───── Exercise inputs
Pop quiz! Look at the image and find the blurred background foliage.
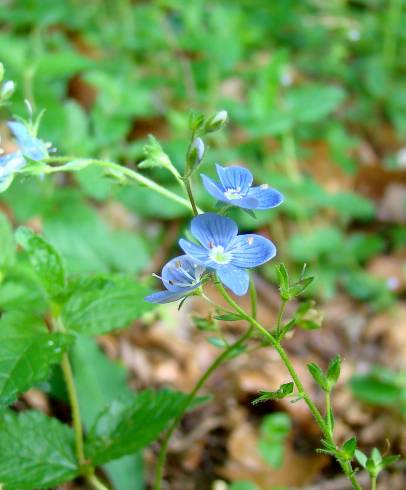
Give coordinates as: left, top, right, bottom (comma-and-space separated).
0, 1, 406, 488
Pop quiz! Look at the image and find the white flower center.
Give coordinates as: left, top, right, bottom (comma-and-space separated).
224, 187, 243, 200
209, 245, 231, 264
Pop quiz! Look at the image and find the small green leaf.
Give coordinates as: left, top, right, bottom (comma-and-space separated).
214, 313, 243, 321
371, 447, 382, 465
342, 437, 357, 459
62, 275, 153, 335
258, 412, 291, 468
15, 227, 66, 300
0, 213, 15, 271
276, 263, 289, 296
0, 311, 72, 406
307, 362, 329, 391
207, 337, 228, 349
252, 383, 294, 405
327, 355, 342, 387
85, 389, 190, 464
0, 410, 79, 489
289, 276, 314, 298
355, 449, 368, 468
381, 454, 400, 468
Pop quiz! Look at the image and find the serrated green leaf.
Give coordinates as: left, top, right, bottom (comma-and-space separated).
15, 227, 66, 300
85, 389, 189, 464
62, 275, 153, 335
0, 212, 15, 271
0, 311, 72, 406
0, 410, 79, 489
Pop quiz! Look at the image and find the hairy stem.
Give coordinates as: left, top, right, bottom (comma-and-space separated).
184, 178, 199, 216
215, 282, 362, 490
41, 156, 202, 214
153, 326, 253, 490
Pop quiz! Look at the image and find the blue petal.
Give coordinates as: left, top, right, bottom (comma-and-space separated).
8, 122, 48, 161
179, 239, 212, 265
246, 186, 284, 210
201, 174, 227, 202
216, 265, 249, 296
145, 285, 199, 304
230, 196, 259, 209
227, 234, 276, 268
216, 164, 253, 194
0, 152, 25, 174
190, 213, 238, 249
161, 254, 205, 290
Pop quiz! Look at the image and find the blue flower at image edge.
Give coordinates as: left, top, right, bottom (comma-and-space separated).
145, 255, 206, 304
179, 213, 276, 296
0, 122, 49, 188
201, 164, 283, 210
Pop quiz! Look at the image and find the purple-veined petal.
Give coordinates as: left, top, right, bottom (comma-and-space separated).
246, 185, 284, 210
145, 285, 199, 304
8, 122, 48, 161
216, 164, 253, 195
227, 234, 276, 268
216, 265, 250, 296
161, 255, 205, 291
190, 213, 238, 249
201, 174, 227, 202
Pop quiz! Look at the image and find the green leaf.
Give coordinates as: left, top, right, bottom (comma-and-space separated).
381, 454, 400, 468
355, 449, 368, 468
252, 382, 294, 405
62, 275, 153, 335
0, 410, 79, 489
307, 362, 329, 392
0, 311, 72, 406
214, 313, 243, 322
85, 389, 189, 465
342, 437, 357, 459
15, 227, 66, 300
0, 212, 15, 271
258, 412, 291, 468
327, 355, 341, 387
72, 336, 144, 490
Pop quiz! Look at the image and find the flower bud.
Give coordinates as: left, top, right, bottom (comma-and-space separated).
1, 80, 15, 100
204, 110, 228, 133
186, 137, 204, 173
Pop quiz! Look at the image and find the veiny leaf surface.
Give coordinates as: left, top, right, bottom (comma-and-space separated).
0, 311, 72, 406
62, 275, 153, 335
85, 389, 189, 464
0, 410, 79, 489
0, 212, 15, 270
15, 226, 66, 299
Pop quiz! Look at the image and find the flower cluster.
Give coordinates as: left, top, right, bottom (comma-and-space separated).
146, 160, 282, 302
0, 121, 49, 190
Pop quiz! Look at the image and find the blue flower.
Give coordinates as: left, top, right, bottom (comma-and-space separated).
145, 255, 206, 304
8, 122, 49, 161
201, 164, 283, 210
0, 122, 50, 191
179, 213, 276, 296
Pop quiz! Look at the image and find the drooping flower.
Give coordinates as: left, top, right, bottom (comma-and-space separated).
145, 255, 206, 304
179, 213, 276, 295
8, 121, 49, 161
201, 164, 283, 210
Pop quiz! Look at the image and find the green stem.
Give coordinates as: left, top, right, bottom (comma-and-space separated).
371, 475, 377, 490
153, 326, 253, 490
60, 353, 86, 465
41, 156, 202, 214
88, 474, 111, 490
184, 178, 199, 216
249, 275, 258, 320
215, 282, 362, 490
325, 390, 333, 437
275, 299, 287, 336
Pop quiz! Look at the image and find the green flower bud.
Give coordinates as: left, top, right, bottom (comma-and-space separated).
186, 137, 204, 173
204, 110, 228, 133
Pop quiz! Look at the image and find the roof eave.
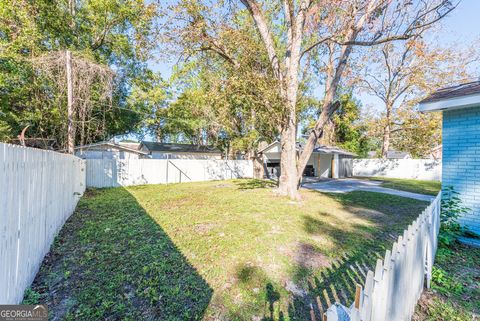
──────────
» **Directions**:
When you reach an image, pass over it, and retype all other material exactly.

» **Response**:
Pop quiz! Look at the image and find the blurred background foliage.
Give coordinates as: left, top, right, bottom (comma-and-space separated).
0, 1, 406, 488
Pop quiz! Look at the image and find the white flower center.
Give coordinates as: left, top, right, bottom (comma-and-space separated).
224, 187, 243, 200
209, 245, 231, 264
Pop quiz! Look at the image and find the small green leaf.
Give coordinates as: left, top, right, bottom (comma-and-space separated).
214, 313, 243, 321
371, 447, 382, 465
342, 437, 357, 459
62, 275, 153, 335
258, 412, 291, 468
15, 227, 66, 300
0, 213, 15, 271
276, 263, 289, 296
0, 311, 72, 406
307, 362, 329, 391
207, 337, 228, 349
252, 383, 294, 405
327, 355, 342, 387
85, 389, 190, 464
0, 410, 79, 489
289, 276, 314, 298
355, 449, 368, 468
381, 454, 400, 468
Pop quiz! Look at the image and find the serrated green leaf.
Give coordinates as: left, top, right, bottom (comma-and-space separated).
15, 227, 66, 300
85, 389, 189, 464
62, 275, 153, 335
0, 212, 15, 271
0, 311, 72, 406
0, 410, 79, 489
Pop quiz! Look at the image and find the hairy stem.
Give coordinates as: left, top, right, bottom (comma-and-space separated).
184, 178, 199, 216
215, 282, 362, 490
41, 156, 202, 214
153, 326, 253, 490
Pop quiz! Look at the image and find the blue petal.
Give coordinates as: left, top, right, bottom (comma-and-space separated).
8, 122, 48, 161
179, 239, 212, 265
246, 186, 284, 210
201, 174, 227, 202
216, 265, 249, 296
145, 285, 199, 304
230, 196, 259, 209
227, 234, 276, 268
216, 164, 253, 194
0, 152, 25, 174
190, 213, 238, 249
161, 254, 205, 290
Pop quiz! Look at the image and find the blue flower at image edge.
Give coordinates as: left, top, right, bottom (comma-and-space separated).
145, 255, 206, 304
179, 213, 276, 296
0, 122, 49, 188
201, 164, 283, 210
Pop quiz! Look at the image and find the purple-veined petal.
Give coordinates as: left, top, right, bottom (comma-and-space separated).
246, 185, 284, 210
145, 285, 199, 304
8, 122, 48, 161
216, 164, 253, 195
227, 234, 276, 268
216, 265, 250, 296
161, 255, 205, 291
190, 213, 238, 249
201, 174, 227, 202
Pop quiz! Look at the image and find the green leaf.
Give coordinates as: left, top, right, bottom (comma-and-space separated).
381, 454, 400, 468
355, 449, 368, 468
252, 382, 294, 405
62, 275, 153, 335
0, 410, 79, 489
307, 362, 329, 392
0, 311, 72, 406
214, 313, 243, 322
85, 389, 189, 465
342, 437, 357, 459
15, 227, 66, 300
0, 212, 15, 271
258, 412, 291, 468
327, 355, 341, 387
72, 336, 144, 490
Pop quiz! Look at the image and find the flower bud.
Give coordinates as: left, top, right, bottom (comma-and-space separated).
1, 80, 15, 100
204, 110, 228, 133
186, 137, 204, 173
Pop quiz! Look at the image and find the veiny leaf surface.
Give coordinates as: left, top, right, bottom (comma-and-space separated).
0, 311, 72, 406
62, 275, 153, 335
85, 389, 189, 464
0, 410, 79, 489
0, 212, 15, 270
15, 226, 66, 299
Pop quiz! Look at the image and find the flower cluster.
Give coordinates as: left, top, right, bottom (comma-and-space separated).
146, 160, 282, 302
0, 121, 49, 190
Pop quiz! Look at the image and find the blue flower.
Give coordinates as: left, top, right, bottom (comma-and-space separated).
145, 255, 206, 304
8, 122, 49, 161
201, 164, 283, 210
0, 122, 50, 191
179, 213, 276, 296
Pop quiz! Look at the image and find the drooping flower.
Give coordinates as: left, top, right, bottom (comma-and-space separated).
145, 255, 206, 304
179, 213, 276, 295
8, 121, 49, 161
201, 164, 283, 210
Pop quiz! Look at the image and find the green stem.
Give coordinates as: left, top, right, bottom (comma-and-space separated).
371, 475, 377, 490
153, 326, 253, 490
60, 353, 86, 465
41, 156, 202, 214
88, 474, 111, 490
184, 178, 199, 216
249, 275, 258, 320
215, 282, 362, 490
325, 390, 333, 437
275, 299, 287, 336
Pop quiz! Look at the image and find the green flower bud.
Give coordinates as: left, top, right, bottom (comma-and-space separated).
186, 137, 204, 173
204, 110, 228, 133
Pop quiz! Look at the image and find the roof eave.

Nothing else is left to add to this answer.